## ENTRIES PROVIDED
◇ ◇ ◇
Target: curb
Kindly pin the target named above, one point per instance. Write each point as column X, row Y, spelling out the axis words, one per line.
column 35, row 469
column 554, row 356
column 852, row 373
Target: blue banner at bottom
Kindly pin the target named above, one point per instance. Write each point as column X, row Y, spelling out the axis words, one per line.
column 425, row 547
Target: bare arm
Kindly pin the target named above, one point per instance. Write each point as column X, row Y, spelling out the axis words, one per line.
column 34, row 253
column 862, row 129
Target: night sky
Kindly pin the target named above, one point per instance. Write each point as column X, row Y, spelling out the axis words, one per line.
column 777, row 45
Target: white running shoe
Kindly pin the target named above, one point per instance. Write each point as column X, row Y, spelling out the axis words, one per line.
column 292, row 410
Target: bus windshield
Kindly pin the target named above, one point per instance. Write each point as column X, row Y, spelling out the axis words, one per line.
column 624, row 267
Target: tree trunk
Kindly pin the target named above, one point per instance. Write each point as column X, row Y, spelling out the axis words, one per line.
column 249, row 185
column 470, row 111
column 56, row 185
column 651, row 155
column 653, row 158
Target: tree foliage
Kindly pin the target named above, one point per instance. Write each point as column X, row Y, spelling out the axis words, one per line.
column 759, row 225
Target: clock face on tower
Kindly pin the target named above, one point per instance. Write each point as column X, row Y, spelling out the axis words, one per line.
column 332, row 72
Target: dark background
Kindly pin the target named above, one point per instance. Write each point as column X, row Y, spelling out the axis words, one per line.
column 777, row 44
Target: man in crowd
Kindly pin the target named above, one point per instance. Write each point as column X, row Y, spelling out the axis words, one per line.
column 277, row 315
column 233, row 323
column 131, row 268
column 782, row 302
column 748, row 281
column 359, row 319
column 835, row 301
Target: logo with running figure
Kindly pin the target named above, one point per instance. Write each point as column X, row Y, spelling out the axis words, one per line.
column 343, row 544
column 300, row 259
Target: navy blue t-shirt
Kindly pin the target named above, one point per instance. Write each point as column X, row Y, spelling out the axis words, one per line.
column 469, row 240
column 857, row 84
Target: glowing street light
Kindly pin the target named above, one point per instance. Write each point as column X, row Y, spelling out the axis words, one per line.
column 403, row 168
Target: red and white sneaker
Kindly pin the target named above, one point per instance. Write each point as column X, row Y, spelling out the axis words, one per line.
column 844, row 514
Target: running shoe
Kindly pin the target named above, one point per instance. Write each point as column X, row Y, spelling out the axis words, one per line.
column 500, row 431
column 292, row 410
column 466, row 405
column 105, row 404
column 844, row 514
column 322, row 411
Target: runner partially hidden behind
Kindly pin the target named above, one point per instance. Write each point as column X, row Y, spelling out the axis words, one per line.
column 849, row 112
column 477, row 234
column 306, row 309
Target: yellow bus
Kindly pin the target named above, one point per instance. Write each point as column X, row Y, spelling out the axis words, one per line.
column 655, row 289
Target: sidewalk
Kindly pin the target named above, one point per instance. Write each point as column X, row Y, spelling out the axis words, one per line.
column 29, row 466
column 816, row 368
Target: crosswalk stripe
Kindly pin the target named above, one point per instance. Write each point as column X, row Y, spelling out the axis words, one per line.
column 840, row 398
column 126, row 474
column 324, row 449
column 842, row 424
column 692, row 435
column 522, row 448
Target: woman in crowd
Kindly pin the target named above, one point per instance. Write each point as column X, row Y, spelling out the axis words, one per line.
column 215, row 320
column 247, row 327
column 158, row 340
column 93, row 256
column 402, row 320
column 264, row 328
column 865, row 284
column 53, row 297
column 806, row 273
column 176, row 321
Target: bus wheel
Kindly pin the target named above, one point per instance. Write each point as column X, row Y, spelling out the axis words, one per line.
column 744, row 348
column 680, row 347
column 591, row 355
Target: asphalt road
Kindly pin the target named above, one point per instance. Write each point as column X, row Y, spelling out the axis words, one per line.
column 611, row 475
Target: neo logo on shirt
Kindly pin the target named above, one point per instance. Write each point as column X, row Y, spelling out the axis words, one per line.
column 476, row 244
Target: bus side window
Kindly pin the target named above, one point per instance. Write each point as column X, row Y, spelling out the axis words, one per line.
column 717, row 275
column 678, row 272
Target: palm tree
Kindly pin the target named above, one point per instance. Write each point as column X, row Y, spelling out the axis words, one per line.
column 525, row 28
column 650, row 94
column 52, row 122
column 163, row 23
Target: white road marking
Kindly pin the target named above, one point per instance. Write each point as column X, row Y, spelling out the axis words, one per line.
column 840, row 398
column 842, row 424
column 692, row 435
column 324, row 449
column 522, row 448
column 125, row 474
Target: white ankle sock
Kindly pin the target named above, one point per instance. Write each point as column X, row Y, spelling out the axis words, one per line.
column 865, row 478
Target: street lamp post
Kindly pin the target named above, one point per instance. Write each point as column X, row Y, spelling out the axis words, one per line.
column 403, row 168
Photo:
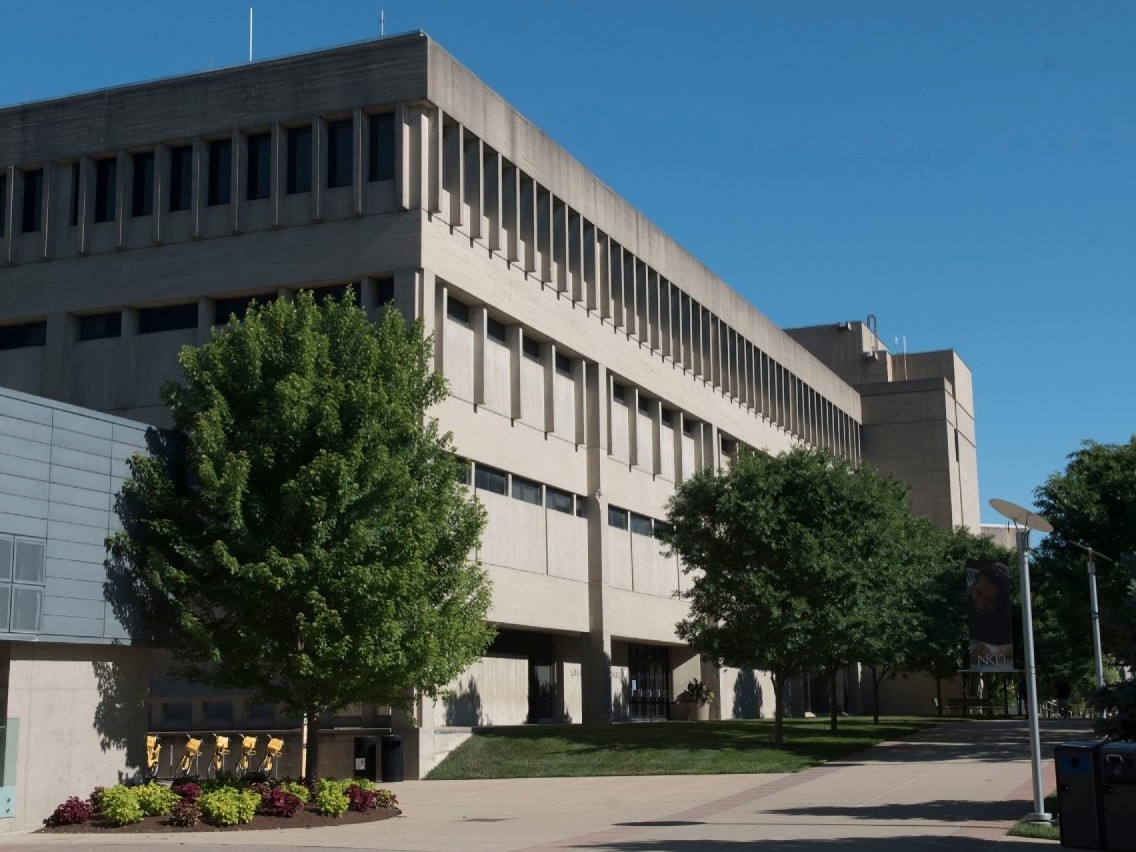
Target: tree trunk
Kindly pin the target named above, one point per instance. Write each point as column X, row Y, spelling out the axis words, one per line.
column 312, row 769
column 778, row 709
column 875, row 695
column 832, row 699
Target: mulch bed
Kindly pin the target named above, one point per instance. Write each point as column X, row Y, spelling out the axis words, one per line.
column 160, row 825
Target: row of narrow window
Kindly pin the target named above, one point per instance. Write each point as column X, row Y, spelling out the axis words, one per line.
column 528, row 491
column 632, row 294
column 298, row 172
column 495, row 331
column 173, row 317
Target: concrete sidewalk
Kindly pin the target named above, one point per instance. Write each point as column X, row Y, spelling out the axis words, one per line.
column 955, row 787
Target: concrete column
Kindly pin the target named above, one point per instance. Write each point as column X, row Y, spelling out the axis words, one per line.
column 598, row 651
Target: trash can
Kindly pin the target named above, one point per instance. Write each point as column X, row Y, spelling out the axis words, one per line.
column 392, row 758
column 1079, row 794
column 1118, row 776
column 366, row 763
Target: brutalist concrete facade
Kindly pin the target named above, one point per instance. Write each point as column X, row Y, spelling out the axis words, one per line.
column 593, row 362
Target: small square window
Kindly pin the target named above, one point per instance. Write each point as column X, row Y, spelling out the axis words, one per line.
column 457, row 311
column 26, row 609
column 30, row 566
column 101, row 325
column 617, row 518
column 495, row 330
column 558, row 500
column 486, row 478
column 641, row 525
column 526, row 490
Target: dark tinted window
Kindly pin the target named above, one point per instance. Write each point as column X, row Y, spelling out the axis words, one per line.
column 486, row 478
column 32, row 210
column 260, row 166
column 102, row 325
column 26, row 334
column 142, row 190
column 526, row 490
column 220, row 172
column 298, row 177
column 558, row 500
column 181, row 177
column 458, row 311
column 381, row 156
column 237, row 306
column 339, row 152
column 168, row 318
column 106, row 180
column 641, row 525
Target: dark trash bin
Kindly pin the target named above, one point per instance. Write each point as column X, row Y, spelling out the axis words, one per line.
column 366, row 765
column 1082, row 816
column 1118, row 777
column 392, row 758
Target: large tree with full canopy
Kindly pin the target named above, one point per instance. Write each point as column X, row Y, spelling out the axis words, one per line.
column 303, row 527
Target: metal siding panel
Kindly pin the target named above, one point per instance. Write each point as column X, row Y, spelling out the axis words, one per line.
column 25, row 487
column 76, row 533
column 93, row 444
column 71, row 495
column 85, row 603
column 74, row 569
column 76, row 551
column 19, row 525
column 22, row 410
column 83, row 424
column 25, row 449
column 78, row 515
column 63, row 626
column 36, row 469
column 23, row 506
column 80, row 478
column 63, row 457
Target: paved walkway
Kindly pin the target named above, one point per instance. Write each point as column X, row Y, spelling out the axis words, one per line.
column 957, row 787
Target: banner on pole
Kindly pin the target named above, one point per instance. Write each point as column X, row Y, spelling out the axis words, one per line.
column 988, row 619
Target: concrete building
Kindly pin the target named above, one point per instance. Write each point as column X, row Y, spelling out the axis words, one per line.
column 593, row 362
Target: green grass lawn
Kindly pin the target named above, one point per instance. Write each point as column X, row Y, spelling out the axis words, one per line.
column 673, row 748
column 1042, row 830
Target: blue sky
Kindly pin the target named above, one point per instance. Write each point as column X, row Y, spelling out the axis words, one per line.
column 965, row 170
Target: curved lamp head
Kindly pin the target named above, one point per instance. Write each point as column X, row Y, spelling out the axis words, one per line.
column 1018, row 515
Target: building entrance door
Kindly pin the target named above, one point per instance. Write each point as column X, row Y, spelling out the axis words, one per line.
column 649, row 671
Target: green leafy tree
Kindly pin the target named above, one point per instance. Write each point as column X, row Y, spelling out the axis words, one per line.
column 305, row 529
column 792, row 558
column 1092, row 501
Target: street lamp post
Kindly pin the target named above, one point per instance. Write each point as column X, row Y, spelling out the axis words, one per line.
column 1025, row 520
column 1096, row 610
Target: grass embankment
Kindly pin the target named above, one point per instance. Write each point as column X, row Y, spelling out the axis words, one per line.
column 673, row 748
column 1041, row 830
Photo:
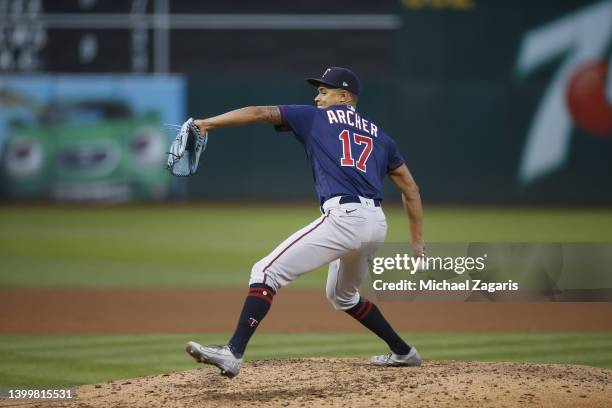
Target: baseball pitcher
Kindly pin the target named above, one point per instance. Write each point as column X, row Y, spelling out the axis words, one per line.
column 350, row 156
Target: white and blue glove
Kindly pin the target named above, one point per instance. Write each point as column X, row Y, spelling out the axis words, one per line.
column 185, row 150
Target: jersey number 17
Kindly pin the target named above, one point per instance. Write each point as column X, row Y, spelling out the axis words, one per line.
column 347, row 155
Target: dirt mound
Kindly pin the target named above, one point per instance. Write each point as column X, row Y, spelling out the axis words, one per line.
column 354, row 383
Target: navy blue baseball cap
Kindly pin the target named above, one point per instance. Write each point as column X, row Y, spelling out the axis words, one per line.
column 338, row 77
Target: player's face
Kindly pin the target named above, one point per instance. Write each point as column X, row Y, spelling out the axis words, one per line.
column 329, row 96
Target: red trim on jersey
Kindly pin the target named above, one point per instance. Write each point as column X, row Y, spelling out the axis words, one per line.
column 291, row 244
column 365, row 313
column 283, row 115
column 395, row 167
column 267, row 299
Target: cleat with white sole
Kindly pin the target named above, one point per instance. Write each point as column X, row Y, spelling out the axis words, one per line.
column 219, row 356
column 412, row 359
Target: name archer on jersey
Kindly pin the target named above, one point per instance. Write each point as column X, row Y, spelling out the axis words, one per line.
column 351, row 118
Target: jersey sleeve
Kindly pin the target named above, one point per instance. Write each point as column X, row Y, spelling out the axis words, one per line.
column 394, row 157
column 297, row 119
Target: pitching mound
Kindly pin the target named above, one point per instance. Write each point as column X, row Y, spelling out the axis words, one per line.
column 354, row 383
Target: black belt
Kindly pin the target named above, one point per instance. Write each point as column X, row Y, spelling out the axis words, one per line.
column 355, row 199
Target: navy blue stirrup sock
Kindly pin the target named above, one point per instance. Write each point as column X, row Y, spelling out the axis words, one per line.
column 369, row 315
column 256, row 306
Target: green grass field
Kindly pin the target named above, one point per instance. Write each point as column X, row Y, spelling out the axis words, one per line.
column 215, row 246
column 58, row 361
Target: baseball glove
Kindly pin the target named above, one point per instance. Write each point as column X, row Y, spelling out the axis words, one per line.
column 185, row 150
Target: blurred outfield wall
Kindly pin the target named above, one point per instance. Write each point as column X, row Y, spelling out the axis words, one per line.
column 490, row 101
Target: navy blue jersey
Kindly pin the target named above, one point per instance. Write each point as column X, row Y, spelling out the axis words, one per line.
column 349, row 154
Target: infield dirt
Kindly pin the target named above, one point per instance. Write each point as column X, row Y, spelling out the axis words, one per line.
column 354, row 383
◇ ◇ ◇
## STATED GOAL
Rewrite the part of the listing that opens with the line containing "Target: green leafy tree" and closes with the line containing "column 329, row 96", switching "Kindly pin" to "Please mark" and leaving everything else unchanged. Omit the pictures from your answer.

## COMPLETED TASK
Target: green leafy tree
Please mark the target named above, one point per instance. Write each point as column X, row Y, spelling out the axis words, one per line.
column 305, row 529
column 792, row 558
column 1092, row 501
Target: street lamp post
Please mark the target named above, one point per instance. Write each point as column X, row Y, spelling out the axis words, one per line.
column 1025, row 520
column 1096, row 610
Target: grass embankment
Please mark the target named above, one point per instance. Write each point as column X, row Y, spelling out the axis words, one per line.
column 673, row 748
column 1041, row 830
Photo:
Target: baseball pitcher
Please mark the target named above, one point per instance. Write each point as column X, row Y, spelling out the axis words, one per line.
column 350, row 156
Target: white and blue glove
Please mark the target named above, one point per instance. Write each point as column X, row Y, spelling out the axis words, one per line.
column 185, row 150
Target: jersey number 17
Please mark the target named above, one point per instance. Write each point as column X, row Y, spelling out the axis words, one per line.
column 347, row 155
Target: dirt mound
Please mark the target named above, one point per instance. Write each point as column X, row Y, spelling out the axis words, one per line.
column 354, row 383
Target: navy blue baseball cap
Please mark the target named above, one point per instance. Write each point as column X, row Y, spelling out the axis words, one per line.
column 338, row 77
Target: player's face
Please mark the target named above, one point per instance. Write each point as column X, row Y, spelling out the axis words, one per line.
column 329, row 96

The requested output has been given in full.